## Problem statement:
Take the line that contains "Target: patterned bow on hat" as the first line and the last line of the material below as the final one; reproduce exactly the lines between, inclusive.
Start of Data for this exercise
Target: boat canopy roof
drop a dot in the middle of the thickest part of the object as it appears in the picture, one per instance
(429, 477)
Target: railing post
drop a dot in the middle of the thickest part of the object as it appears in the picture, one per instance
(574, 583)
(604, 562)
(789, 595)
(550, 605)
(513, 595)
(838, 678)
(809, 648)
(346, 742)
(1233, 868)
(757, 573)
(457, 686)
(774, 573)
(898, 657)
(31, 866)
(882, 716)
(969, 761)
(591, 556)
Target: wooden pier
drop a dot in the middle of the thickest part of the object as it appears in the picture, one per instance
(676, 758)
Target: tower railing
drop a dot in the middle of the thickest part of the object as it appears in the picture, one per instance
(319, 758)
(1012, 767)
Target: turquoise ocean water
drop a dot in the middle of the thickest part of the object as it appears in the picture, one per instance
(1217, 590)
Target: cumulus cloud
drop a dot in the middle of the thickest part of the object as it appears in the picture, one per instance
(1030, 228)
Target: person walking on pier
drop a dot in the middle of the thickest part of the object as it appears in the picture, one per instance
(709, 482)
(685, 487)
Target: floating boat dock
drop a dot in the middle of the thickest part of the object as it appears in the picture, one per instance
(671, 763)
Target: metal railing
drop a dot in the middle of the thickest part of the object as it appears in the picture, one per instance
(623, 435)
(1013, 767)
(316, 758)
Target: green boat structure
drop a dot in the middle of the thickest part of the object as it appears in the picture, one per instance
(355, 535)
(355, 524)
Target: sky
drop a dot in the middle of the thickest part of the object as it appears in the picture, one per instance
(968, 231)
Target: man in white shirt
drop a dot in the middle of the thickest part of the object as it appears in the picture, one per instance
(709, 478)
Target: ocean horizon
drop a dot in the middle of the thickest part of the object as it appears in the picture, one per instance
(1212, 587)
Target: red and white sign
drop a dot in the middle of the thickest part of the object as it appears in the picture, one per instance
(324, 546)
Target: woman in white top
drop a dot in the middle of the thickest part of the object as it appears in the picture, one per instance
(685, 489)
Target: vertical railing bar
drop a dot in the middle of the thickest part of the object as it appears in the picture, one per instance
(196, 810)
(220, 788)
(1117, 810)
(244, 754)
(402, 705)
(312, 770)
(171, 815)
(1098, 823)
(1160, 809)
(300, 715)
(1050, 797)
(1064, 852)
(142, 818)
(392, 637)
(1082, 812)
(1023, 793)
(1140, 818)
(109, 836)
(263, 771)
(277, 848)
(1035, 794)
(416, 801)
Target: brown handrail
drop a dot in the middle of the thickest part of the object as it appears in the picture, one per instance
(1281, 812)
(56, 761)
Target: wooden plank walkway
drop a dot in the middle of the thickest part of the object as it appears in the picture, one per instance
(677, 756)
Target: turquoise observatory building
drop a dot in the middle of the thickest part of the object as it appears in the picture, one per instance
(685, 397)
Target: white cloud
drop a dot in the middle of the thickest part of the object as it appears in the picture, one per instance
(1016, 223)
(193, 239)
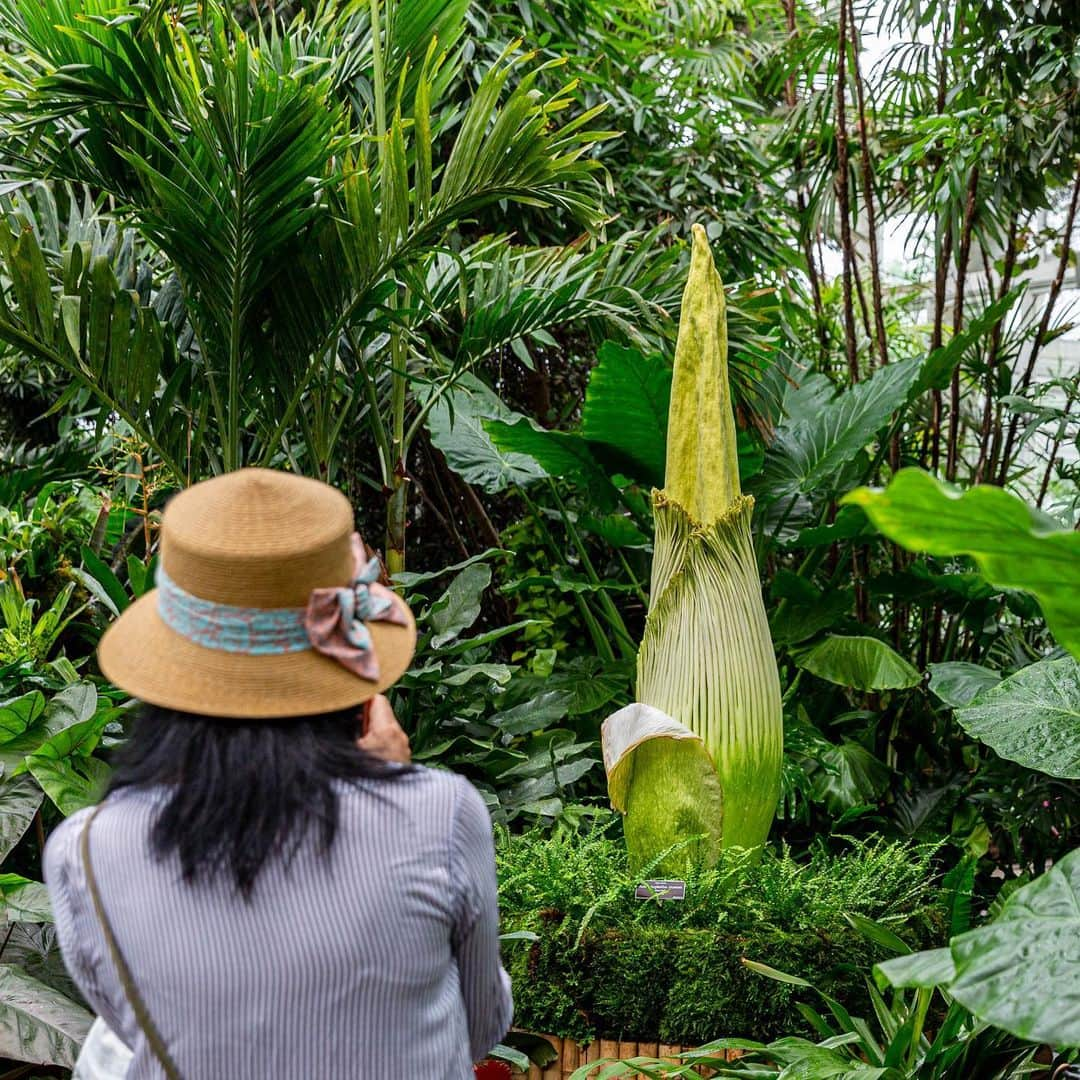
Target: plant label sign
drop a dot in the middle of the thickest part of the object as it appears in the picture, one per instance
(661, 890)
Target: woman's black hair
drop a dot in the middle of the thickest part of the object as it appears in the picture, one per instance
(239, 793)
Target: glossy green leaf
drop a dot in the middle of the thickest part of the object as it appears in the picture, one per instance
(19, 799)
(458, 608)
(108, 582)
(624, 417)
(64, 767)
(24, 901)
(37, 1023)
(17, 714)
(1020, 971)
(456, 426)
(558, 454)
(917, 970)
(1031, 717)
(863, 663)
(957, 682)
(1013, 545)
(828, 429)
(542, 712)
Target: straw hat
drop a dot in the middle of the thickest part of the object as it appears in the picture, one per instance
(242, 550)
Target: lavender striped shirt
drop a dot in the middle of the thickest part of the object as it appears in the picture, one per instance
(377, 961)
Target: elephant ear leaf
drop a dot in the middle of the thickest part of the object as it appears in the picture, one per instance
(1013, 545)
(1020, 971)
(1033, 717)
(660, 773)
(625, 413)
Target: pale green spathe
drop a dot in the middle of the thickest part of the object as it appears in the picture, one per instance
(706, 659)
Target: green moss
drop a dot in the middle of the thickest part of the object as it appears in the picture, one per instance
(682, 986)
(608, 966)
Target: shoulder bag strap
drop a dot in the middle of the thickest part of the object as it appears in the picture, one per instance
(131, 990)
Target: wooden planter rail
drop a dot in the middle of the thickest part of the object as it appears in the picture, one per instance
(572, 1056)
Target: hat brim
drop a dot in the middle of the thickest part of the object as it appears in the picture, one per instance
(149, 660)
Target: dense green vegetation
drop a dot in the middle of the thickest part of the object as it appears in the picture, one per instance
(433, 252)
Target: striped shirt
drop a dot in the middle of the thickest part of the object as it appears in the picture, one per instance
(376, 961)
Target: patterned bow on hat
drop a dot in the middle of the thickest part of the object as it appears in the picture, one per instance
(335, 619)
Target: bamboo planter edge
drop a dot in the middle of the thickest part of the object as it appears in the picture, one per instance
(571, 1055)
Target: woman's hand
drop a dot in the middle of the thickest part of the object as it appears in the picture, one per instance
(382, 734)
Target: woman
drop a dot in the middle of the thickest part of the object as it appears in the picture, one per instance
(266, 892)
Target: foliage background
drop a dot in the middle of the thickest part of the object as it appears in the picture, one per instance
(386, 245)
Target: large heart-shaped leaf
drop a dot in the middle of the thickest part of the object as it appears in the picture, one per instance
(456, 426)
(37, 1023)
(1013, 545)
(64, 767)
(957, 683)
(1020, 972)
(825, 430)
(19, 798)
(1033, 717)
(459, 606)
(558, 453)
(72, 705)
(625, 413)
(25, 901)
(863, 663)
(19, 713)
End of Data for this exercise
## Exercise output:
Target: patterned bow on hat
drop a dot in the middle of the thickest part of the object as it appears in the picture, one per instance
(335, 619)
Target: bamboo planter edge
drop a dot in the middle of the thickest part of the object as it appears in the picture, one per instance
(571, 1055)
Target: woman's hand
drop a dot in the middle of the thickest part of the object as it appears in the picture, one per instance
(382, 734)
Target: woman
drop a dot in the middle of the thickest part of the object as it appears in the picture, one per instance
(266, 892)
Target: foliage background
drop a dot in the middle of the thickest part of the object as it appears in the picture, one per instance
(386, 245)
Target: large heart-shaped leaf
drop a dot in the middle of the thickest part of the object as it appears in the picture, one per instance
(456, 426)
(37, 1023)
(1013, 545)
(64, 767)
(957, 683)
(1020, 972)
(825, 430)
(19, 798)
(1033, 717)
(459, 606)
(558, 453)
(72, 705)
(625, 413)
(25, 901)
(863, 663)
(19, 713)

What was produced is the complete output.